TASK TO CARRY OUT: Starting at the line that has "Query: tree" and stopping after the line that has "pixel 234 127", reproduce the listing below exactly; omit everything else.

PROVIDED ENTRIES:
◇ ◇ ◇ ◇ ◇ ◇ ◇

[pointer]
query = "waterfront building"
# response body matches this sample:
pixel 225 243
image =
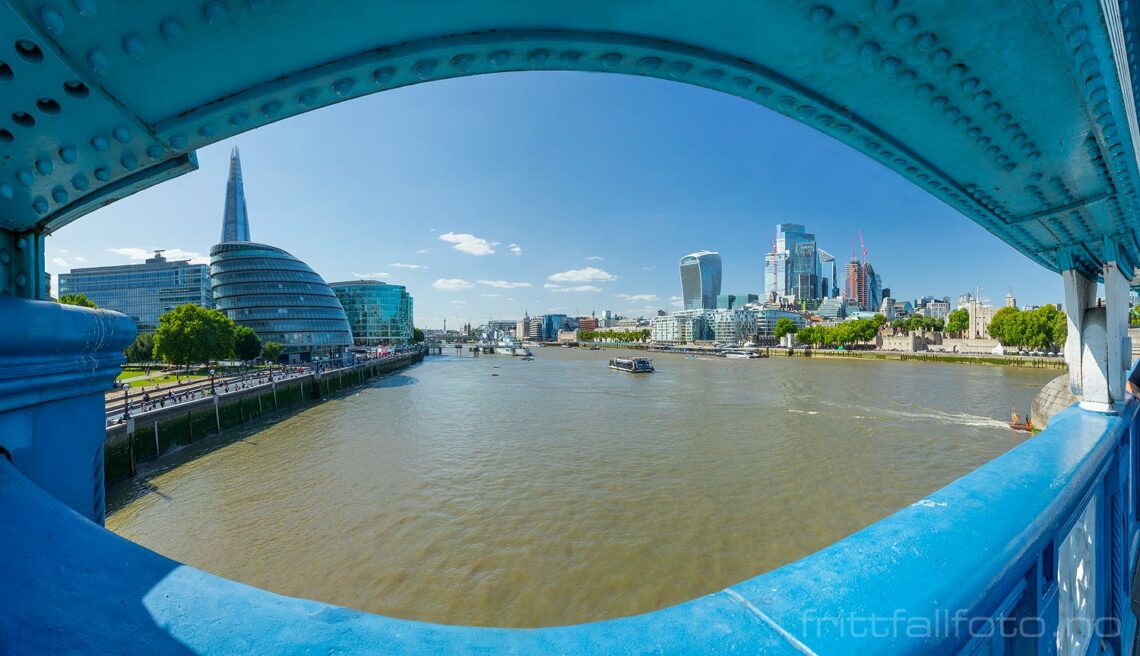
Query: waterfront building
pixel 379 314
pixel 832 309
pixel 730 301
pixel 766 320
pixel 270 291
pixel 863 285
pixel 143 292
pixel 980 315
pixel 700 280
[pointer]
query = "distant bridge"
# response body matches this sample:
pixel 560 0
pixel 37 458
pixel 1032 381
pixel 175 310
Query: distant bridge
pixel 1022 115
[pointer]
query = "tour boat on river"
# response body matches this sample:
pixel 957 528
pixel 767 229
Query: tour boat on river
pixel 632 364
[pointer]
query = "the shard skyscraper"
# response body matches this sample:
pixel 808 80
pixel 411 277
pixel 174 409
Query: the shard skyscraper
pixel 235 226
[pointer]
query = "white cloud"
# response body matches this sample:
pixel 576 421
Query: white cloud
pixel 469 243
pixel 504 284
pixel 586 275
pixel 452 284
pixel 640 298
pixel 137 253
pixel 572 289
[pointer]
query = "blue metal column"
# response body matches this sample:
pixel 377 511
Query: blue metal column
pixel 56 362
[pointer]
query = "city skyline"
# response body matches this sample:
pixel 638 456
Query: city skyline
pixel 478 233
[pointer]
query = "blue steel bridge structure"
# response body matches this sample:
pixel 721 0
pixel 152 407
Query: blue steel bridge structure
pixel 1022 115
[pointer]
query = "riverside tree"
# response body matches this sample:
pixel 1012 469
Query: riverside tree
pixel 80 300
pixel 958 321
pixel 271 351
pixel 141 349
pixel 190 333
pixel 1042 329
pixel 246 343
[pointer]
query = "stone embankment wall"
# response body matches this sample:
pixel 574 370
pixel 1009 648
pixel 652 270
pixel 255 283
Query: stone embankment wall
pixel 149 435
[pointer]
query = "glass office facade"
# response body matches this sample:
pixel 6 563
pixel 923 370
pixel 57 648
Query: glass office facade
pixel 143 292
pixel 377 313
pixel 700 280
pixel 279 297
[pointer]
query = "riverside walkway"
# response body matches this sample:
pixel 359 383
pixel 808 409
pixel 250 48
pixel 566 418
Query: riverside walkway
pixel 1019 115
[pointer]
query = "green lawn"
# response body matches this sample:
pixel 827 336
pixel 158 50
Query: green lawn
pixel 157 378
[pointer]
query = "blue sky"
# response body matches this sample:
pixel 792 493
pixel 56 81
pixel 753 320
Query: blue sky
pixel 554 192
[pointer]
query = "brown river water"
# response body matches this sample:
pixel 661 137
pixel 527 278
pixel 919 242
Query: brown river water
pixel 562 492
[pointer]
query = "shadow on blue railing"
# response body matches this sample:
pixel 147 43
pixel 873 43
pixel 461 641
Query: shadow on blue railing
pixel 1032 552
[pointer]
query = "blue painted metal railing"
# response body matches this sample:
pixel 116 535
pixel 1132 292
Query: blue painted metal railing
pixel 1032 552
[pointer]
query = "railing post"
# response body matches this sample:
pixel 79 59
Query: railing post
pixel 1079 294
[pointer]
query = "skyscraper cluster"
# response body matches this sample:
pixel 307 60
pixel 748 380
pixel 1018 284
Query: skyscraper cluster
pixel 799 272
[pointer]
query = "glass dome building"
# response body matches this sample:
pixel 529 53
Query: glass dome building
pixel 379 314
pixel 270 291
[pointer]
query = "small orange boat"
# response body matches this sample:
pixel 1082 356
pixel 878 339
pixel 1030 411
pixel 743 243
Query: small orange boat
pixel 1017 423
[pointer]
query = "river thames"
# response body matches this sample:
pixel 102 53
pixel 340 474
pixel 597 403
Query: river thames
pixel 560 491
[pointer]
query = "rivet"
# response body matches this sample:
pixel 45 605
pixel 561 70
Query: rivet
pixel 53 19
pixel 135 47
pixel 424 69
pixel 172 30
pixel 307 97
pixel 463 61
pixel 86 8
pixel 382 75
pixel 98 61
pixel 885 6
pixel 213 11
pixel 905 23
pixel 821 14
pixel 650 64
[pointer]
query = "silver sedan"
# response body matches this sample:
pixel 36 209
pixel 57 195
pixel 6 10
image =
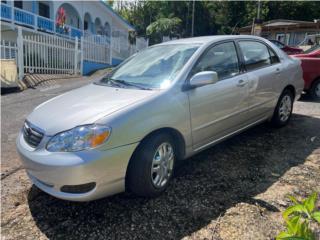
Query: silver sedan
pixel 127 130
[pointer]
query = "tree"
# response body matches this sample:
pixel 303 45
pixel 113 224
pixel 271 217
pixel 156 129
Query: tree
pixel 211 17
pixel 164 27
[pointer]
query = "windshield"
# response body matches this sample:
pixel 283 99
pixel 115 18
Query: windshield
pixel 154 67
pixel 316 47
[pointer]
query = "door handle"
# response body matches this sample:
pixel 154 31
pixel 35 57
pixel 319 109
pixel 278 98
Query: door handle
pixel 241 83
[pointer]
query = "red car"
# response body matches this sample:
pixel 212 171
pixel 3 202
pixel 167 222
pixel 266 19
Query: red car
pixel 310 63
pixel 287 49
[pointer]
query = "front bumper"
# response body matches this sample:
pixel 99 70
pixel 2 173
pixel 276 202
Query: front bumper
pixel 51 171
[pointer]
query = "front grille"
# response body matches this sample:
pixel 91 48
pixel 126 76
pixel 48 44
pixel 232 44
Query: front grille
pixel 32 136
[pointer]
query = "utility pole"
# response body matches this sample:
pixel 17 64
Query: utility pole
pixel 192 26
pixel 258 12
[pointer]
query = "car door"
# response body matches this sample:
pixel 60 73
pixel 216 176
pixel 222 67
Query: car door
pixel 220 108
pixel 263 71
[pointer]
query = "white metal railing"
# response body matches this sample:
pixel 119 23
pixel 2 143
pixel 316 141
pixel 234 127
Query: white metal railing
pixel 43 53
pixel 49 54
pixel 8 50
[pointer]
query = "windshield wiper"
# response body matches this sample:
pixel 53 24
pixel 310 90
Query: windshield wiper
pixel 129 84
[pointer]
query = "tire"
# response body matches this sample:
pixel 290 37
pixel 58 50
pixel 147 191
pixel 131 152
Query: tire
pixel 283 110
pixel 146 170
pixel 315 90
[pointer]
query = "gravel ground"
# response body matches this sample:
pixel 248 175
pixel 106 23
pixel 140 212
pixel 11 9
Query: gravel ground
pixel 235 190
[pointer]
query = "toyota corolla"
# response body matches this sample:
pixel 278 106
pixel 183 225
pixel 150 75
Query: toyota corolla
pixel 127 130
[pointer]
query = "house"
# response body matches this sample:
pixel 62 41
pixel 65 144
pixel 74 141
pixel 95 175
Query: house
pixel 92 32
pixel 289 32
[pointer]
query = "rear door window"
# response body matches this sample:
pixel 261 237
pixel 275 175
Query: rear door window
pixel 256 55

◇ ◇ ◇ ◇ ◇ ◇ ◇

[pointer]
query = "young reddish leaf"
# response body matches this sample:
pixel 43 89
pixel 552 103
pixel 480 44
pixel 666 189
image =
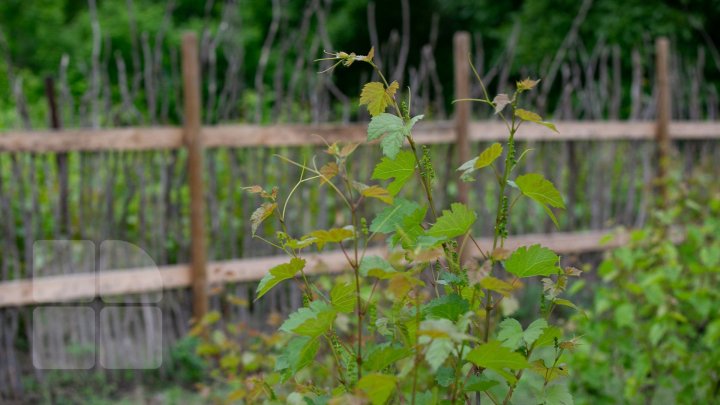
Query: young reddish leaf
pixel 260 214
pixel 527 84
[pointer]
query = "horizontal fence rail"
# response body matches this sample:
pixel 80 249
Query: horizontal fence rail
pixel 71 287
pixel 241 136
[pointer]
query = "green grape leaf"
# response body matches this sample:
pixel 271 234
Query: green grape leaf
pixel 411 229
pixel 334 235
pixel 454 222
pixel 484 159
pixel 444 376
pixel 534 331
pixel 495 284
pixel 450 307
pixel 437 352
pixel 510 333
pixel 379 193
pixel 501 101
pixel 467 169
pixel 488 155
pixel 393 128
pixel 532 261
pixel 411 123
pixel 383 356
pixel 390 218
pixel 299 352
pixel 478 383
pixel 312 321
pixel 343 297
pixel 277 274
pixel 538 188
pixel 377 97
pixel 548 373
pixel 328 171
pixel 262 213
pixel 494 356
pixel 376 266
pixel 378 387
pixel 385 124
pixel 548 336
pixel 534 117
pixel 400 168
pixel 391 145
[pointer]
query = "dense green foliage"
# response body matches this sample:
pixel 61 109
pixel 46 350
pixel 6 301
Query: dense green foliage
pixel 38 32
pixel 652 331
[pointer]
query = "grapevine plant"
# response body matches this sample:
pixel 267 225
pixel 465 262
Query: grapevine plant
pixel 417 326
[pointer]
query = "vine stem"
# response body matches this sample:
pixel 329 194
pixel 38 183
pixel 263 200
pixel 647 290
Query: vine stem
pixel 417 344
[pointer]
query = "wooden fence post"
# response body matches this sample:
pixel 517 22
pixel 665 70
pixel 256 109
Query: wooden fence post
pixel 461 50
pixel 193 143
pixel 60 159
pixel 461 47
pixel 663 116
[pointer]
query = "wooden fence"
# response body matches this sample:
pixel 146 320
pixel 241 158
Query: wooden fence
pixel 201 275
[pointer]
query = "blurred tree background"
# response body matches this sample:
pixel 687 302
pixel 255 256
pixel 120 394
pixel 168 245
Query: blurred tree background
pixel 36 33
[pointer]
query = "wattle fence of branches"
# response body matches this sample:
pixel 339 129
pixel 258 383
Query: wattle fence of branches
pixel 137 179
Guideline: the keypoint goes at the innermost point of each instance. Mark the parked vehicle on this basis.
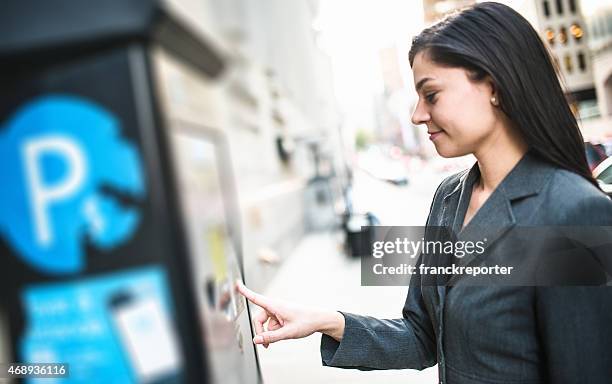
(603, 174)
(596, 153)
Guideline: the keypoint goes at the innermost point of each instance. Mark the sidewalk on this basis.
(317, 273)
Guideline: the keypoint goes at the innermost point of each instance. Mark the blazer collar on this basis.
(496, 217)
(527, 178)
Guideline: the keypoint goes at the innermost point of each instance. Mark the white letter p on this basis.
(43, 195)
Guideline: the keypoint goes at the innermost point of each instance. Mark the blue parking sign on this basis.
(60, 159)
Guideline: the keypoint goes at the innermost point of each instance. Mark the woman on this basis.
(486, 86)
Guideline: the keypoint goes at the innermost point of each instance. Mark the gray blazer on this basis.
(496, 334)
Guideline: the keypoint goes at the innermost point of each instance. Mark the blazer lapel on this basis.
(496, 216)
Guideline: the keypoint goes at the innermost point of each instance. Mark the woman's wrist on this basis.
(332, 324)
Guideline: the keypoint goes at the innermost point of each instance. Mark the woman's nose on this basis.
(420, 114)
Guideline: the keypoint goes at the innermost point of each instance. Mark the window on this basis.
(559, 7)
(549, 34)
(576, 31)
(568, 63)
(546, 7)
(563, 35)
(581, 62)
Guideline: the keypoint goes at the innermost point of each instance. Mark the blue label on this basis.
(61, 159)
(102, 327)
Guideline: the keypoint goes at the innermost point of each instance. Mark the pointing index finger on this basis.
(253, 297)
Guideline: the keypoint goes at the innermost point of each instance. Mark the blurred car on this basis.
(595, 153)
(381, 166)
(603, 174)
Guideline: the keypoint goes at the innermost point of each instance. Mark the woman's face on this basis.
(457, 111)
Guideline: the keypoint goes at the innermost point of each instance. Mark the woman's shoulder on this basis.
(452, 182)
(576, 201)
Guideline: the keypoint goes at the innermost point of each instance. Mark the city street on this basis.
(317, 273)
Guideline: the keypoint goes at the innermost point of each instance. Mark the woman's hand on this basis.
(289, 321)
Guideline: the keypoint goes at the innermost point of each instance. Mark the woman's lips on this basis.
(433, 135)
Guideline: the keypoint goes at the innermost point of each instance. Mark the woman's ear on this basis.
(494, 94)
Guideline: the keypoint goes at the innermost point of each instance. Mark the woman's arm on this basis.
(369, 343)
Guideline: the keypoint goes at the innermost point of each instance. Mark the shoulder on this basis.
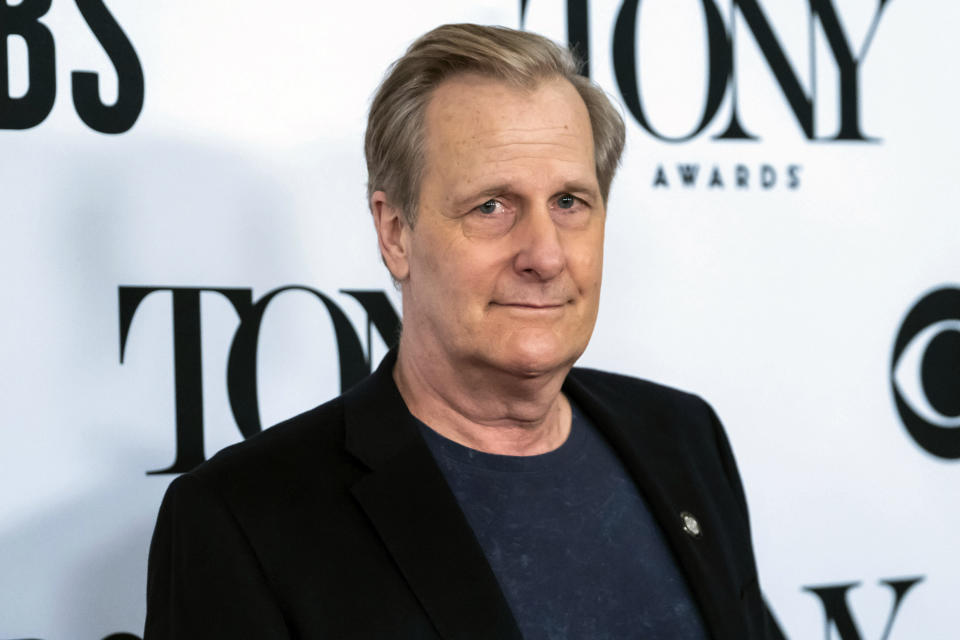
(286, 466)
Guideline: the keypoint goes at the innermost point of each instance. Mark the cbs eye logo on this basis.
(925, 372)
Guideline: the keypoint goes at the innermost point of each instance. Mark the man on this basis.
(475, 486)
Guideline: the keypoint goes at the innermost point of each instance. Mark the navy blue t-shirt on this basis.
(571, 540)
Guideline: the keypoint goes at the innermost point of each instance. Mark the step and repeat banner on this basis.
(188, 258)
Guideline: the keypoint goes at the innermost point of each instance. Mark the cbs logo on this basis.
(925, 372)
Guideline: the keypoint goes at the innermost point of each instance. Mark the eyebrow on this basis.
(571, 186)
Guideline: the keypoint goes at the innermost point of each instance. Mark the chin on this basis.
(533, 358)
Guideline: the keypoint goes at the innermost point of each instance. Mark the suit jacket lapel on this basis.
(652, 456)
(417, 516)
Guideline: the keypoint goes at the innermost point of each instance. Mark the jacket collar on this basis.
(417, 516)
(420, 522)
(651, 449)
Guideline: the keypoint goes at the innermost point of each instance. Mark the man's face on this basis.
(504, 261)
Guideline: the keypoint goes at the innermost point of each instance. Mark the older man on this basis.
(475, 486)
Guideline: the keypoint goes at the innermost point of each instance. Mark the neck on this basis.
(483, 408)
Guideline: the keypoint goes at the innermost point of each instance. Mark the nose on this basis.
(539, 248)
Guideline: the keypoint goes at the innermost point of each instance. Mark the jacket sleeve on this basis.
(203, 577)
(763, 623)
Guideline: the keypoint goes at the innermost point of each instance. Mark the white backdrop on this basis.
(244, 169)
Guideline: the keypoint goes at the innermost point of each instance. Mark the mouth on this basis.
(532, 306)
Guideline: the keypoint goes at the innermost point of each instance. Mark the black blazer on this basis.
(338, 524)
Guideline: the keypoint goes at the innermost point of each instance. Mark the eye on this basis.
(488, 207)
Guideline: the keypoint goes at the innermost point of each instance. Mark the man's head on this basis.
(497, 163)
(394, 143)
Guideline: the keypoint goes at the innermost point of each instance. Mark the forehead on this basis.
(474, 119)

◇ ◇ ◇ ◇ ◇ ◇ ◇

ANSWER SPACE:
Query: tree
pixel 211 17
pixel 164 27
[pointer]
query = "windshield"
# response body matches this sample:
pixel 283 99
pixel 115 18
Query: windshield
pixel 154 67
pixel 316 47
[pointer]
query = "door handle"
# response body matches this sample:
pixel 154 31
pixel 35 57
pixel 319 109
pixel 278 98
Query: door handle
pixel 241 83
[pointer]
query = "red car"
# response body matches this sample:
pixel 212 171
pixel 3 202
pixel 167 222
pixel 266 19
Query: red car
pixel 310 63
pixel 287 49
[pointer]
query = "front bumper"
# response body matches this sample:
pixel 99 70
pixel 2 173
pixel 276 202
Query: front bumper
pixel 51 171
[pointer]
query = "front grille"
# response body matches this sample:
pixel 91 48
pixel 126 76
pixel 48 44
pixel 232 44
Query: front grille
pixel 32 136
[pointer]
query = "utility pole"
# response body matches this sample:
pixel 17 64
Query: utility pole
pixel 192 26
pixel 258 12
[pointer]
query = "car door"
# response body matches this sample:
pixel 60 73
pixel 216 176
pixel 222 67
Query: car door
pixel 220 108
pixel 263 71
[pointer]
query = "white metal railing"
# response body matches this sample:
pixel 119 23
pixel 2 143
pixel 316 141
pixel 234 127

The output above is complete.